GIVEN EXERCISE: List every line of the entries below that contains the word "face", copying each line in full. Matching is case-sensitive.

DATA PROVIDED:
* * *

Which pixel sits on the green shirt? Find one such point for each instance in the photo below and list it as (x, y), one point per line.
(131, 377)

* * *

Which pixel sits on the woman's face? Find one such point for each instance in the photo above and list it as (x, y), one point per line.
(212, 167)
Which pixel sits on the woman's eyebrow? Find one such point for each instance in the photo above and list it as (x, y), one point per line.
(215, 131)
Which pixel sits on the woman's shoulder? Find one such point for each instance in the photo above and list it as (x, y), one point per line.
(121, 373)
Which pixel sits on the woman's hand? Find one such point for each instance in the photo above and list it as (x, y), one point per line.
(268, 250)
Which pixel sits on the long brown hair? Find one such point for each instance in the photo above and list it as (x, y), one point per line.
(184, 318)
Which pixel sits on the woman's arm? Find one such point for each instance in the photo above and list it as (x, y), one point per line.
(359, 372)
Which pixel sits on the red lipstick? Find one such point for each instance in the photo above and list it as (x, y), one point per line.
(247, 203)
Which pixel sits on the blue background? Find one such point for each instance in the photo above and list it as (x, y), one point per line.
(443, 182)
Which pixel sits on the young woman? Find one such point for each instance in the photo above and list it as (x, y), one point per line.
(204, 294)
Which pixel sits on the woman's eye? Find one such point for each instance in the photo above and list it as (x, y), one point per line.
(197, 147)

* * *

CORRECT ANSWER:
Which pixel sits on the woman's face? Find one such point for each instance in the photo above and list it as (x, y), one point per line.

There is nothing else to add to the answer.